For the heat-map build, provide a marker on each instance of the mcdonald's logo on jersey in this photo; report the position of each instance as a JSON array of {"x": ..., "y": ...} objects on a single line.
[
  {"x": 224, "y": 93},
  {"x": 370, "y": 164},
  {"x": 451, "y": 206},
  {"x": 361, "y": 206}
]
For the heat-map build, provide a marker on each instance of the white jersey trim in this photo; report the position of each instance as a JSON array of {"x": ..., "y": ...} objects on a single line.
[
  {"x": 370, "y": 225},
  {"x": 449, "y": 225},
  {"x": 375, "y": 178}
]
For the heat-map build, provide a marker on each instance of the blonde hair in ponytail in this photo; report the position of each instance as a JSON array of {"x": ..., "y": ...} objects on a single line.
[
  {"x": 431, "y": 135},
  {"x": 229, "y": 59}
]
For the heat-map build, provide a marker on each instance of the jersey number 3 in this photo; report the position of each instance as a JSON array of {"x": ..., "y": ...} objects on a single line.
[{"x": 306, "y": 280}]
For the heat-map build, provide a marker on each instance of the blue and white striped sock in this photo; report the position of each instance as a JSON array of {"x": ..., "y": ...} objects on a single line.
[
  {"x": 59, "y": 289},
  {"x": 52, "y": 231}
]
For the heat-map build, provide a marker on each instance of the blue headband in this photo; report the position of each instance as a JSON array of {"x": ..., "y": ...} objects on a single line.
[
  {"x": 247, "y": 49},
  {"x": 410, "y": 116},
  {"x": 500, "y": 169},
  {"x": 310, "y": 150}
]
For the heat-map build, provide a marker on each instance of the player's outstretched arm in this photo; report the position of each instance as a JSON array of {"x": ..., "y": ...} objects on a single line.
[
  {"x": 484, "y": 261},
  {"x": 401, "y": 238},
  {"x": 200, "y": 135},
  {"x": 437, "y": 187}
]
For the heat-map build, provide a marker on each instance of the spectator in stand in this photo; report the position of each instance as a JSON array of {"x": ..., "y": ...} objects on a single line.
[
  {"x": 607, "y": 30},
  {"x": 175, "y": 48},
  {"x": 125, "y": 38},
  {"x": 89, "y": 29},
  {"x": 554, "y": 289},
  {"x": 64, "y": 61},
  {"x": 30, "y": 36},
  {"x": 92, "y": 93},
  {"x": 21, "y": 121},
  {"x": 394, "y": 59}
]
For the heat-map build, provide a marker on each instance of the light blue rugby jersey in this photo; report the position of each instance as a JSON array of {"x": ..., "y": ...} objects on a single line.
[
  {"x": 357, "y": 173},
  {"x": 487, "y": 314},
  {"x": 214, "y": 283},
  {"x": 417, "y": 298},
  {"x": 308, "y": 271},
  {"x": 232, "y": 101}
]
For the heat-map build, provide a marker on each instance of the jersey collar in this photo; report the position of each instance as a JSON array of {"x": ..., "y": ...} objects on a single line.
_ _ _ _ _ _ _
[Work order] Write out the data exactly as it stands.

[Task result]
For the heat-map build, provide a marker on each instance of the mcdonald's logo on jersey in this photo; report the position of each instance as a JSON array of {"x": ..., "y": ...} objects on a single line.
[
  {"x": 224, "y": 93},
  {"x": 370, "y": 164},
  {"x": 451, "y": 206},
  {"x": 361, "y": 206}
]
For the heat-map build, provide a marker on each instance of the white jersey trim in this photo; report the position of each instance as a JSON array of {"x": ..., "y": ...} objects on a single line.
[
  {"x": 370, "y": 225},
  {"x": 449, "y": 225},
  {"x": 375, "y": 178}
]
For the heat-map build, provide a marker on each instance of the blonde hair in ponytail in this photo; report the position of each instance as a JSON array of {"x": ..., "y": ...} objects on a single line.
[
  {"x": 431, "y": 135},
  {"x": 229, "y": 59}
]
For the heat-map build, provide a marker on each instance of the jersey number 3 in this photo; report the position of each instance as a JSON array of {"x": ..., "y": ...} objects on a single line.
[{"x": 306, "y": 280}]
For the heat-map build, provide a marker on each instance of the blue and white striped sock in this photo; report the position of each instance as a JSON array of {"x": ..., "y": ...} objects on a single line.
[
  {"x": 59, "y": 289},
  {"x": 52, "y": 231}
]
For the heat-map build, provide a marker on each instance of the blue headband in this photo; report the position of each instance as a JSON array of {"x": ..., "y": ...} objects on a single line.
[
  {"x": 247, "y": 49},
  {"x": 410, "y": 116},
  {"x": 500, "y": 169},
  {"x": 310, "y": 150}
]
For the heat-map build, provide a marker on each instance of the player's outstretched arm in this photo; report the position of each instance as a JSON array of {"x": ..., "y": ...} objects on a single line.
[
  {"x": 484, "y": 261},
  {"x": 401, "y": 238},
  {"x": 200, "y": 135},
  {"x": 437, "y": 187}
]
For the heat-map build, provide a marker on each instance of the spectator in stand in this photo; report the position of each instance as a JSON array of {"x": ..., "y": ...} objects on a single line.
[
  {"x": 607, "y": 30},
  {"x": 175, "y": 48},
  {"x": 125, "y": 38},
  {"x": 89, "y": 29},
  {"x": 554, "y": 289},
  {"x": 64, "y": 61},
  {"x": 30, "y": 36},
  {"x": 92, "y": 93},
  {"x": 21, "y": 121},
  {"x": 394, "y": 59}
]
For the heat-map build, provide a marker on each instance of the light blue rugby jersey in this photo; report the position of each instance as a JSON array of {"x": ..., "y": ...} objects on a single line.
[
  {"x": 357, "y": 173},
  {"x": 487, "y": 314},
  {"x": 214, "y": 283},
  {"x": 417, "y": 298},
  {"x": 308, "y": 271},
  {"x": 232, "y": 101}
]
For the heat-map build, provide a marker on each instance of the jersey collar in this photo; report the position of each instance as a JSON array of {"x": ..., "y": ...} objects on a single line.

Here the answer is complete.